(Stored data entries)
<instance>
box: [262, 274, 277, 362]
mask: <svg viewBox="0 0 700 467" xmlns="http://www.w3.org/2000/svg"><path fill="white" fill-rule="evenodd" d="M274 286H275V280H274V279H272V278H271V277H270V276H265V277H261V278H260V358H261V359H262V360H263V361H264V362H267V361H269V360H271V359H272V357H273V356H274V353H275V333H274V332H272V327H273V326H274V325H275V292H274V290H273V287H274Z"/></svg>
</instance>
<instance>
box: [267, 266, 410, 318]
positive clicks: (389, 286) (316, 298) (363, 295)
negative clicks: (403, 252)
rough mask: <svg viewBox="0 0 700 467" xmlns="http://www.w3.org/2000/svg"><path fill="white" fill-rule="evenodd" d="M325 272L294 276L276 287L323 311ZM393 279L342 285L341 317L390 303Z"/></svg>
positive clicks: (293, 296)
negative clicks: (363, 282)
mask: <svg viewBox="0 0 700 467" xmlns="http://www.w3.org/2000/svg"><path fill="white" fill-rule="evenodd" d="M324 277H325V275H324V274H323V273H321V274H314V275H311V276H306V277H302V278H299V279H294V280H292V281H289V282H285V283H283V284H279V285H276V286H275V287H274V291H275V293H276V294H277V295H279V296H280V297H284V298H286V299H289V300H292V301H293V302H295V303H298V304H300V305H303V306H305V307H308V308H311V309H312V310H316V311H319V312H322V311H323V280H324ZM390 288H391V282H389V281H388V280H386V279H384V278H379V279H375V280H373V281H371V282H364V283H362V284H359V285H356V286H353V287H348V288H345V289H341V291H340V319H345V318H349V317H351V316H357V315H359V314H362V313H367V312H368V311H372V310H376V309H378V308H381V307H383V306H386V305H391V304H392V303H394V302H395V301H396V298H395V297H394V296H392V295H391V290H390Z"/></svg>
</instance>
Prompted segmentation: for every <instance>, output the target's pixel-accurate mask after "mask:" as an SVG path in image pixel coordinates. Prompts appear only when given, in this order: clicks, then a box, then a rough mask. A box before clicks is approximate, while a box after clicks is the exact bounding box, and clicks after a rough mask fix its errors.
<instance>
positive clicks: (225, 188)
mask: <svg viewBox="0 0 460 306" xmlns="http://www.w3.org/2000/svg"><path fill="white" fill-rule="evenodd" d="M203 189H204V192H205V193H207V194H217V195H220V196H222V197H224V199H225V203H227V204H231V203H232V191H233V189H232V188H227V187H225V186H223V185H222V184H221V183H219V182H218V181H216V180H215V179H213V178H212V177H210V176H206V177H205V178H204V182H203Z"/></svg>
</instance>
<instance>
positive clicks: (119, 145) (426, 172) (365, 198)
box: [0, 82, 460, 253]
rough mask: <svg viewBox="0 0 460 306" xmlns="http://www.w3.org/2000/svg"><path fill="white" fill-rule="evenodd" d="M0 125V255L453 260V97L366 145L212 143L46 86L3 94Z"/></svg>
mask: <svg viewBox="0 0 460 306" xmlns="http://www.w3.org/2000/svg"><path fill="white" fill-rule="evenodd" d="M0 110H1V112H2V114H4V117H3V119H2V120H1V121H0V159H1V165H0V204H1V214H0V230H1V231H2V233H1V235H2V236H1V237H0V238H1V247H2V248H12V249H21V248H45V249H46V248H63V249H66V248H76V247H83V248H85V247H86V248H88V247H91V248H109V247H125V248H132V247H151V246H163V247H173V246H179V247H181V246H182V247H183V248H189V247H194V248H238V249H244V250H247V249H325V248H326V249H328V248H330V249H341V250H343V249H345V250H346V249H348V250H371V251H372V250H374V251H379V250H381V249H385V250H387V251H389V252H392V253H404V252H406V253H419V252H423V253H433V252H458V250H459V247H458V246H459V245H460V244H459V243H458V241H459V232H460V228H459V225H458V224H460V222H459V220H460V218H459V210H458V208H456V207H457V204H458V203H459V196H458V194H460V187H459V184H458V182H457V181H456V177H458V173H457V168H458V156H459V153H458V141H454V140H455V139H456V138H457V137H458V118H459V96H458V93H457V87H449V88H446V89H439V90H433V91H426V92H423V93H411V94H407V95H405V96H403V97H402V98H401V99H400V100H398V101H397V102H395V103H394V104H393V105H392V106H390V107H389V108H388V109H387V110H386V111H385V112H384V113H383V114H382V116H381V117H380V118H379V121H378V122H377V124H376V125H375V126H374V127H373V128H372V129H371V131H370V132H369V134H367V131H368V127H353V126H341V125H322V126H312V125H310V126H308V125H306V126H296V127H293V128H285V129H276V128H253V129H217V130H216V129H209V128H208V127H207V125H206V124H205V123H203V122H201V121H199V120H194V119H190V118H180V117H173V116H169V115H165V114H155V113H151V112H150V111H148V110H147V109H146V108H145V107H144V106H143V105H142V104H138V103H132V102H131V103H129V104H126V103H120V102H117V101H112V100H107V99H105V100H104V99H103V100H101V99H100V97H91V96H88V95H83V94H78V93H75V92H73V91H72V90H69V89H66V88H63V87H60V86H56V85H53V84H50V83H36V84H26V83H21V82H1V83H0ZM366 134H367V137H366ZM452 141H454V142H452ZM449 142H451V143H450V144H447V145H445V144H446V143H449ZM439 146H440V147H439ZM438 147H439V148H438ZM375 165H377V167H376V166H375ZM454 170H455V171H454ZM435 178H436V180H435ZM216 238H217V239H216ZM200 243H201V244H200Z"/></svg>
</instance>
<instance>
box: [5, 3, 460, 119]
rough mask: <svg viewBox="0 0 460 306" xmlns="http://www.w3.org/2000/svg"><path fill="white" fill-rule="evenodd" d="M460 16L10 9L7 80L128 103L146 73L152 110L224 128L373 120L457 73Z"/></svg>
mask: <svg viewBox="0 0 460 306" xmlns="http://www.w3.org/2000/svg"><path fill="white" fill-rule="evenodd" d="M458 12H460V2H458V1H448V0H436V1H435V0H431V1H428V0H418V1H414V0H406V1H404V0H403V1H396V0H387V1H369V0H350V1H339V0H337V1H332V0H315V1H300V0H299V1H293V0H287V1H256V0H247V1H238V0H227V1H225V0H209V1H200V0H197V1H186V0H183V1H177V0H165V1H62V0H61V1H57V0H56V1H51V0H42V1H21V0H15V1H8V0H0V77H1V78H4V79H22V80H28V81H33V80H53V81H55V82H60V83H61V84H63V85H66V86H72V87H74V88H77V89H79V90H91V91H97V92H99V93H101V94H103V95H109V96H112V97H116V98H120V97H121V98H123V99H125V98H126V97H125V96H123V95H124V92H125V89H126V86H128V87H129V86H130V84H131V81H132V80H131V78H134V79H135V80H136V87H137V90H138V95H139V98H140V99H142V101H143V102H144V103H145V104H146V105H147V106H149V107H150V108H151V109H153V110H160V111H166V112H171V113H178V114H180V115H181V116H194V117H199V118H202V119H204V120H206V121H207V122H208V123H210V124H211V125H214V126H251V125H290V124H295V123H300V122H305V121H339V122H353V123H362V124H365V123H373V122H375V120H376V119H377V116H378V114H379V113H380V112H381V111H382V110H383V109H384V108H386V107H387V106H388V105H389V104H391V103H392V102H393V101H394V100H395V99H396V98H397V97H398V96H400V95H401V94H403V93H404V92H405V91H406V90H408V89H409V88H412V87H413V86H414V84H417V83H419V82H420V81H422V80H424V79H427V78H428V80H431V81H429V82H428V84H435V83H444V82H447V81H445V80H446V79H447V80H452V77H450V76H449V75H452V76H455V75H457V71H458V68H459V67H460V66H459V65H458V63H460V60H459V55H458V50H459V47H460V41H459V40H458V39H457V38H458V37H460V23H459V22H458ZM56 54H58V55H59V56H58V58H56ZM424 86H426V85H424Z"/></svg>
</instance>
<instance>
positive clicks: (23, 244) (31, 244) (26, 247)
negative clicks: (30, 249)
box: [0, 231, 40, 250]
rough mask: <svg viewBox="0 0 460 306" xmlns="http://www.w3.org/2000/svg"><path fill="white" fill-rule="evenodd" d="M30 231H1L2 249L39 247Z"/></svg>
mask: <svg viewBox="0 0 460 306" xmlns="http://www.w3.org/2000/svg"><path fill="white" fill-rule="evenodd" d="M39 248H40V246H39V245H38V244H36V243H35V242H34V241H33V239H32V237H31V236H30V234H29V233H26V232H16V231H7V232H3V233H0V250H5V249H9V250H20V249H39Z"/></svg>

Exercise brief:
Copy out the data above word for word, starting at its first line and ending with the line that contains "positive clicks: (293, 296)".

Response:
<instance>
box: [262, 274, 277, 362]
mask: <svg viewBox="0 0 700 467" xmlns="http://www.w3.org/2000/svg"><path fill="white" fill-rule="evenodd" d="M274 286H275V280H274V279H272V278H271V277H270V276H265V277H261V278H260V358H261V359H262V360H263V361H264V362H267V361H269V360H271V359H272V357H273V356H274V353H275V333H274V332H272V327H273V326H274V325H275V292H274V290H273V287H274Z"/></svg>
</instance>
<instance>
box: [267, 266, 410, 318]
positive clicks: (389, 286) (316, 298) (363, 295)
negative clicks: (403, 252)
rough mask: <svg viewBox="0 0 700 467" xmlns="http://www.w3.org/2000/svg"><path fill="white" fill-rule="evenodd" d="M325 272L294 276L276 287L323 311ZM393 279L342 285L341 317L390 303Z"/></svg>
positive clicks: (293, 296)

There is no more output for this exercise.